What to do
Convert all of the data below into a Markdown table with the columns Row and Line. Each non-blank line gets its own numbered row, and blank lines are left out.

—————

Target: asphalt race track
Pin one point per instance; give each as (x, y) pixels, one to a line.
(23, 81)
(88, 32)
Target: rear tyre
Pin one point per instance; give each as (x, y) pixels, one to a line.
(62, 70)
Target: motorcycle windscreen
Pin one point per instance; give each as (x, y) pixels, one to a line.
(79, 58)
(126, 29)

—————

The reply
| Row | Line |
|---|---|
| 1 | Target: asphalt race track |
| 2 | Pin one point per instance; give each as (x, y) pixels, one to a line. |
| 3 | (23, 81) |
| 4 | (88, 32) |
| 5 | Target: rear tyre |
| 6 | Pin one point per instance; give each as (x, y) pixels, one to a line. |
| 7 | (62, 70) |
| 8 | Target: motorcycle windscreen |
| 9 | Pin one point per instance; give each as (x, y) pixels, one to a line. |
| 10 | (79, 58) |
| 11 | (126, 29) |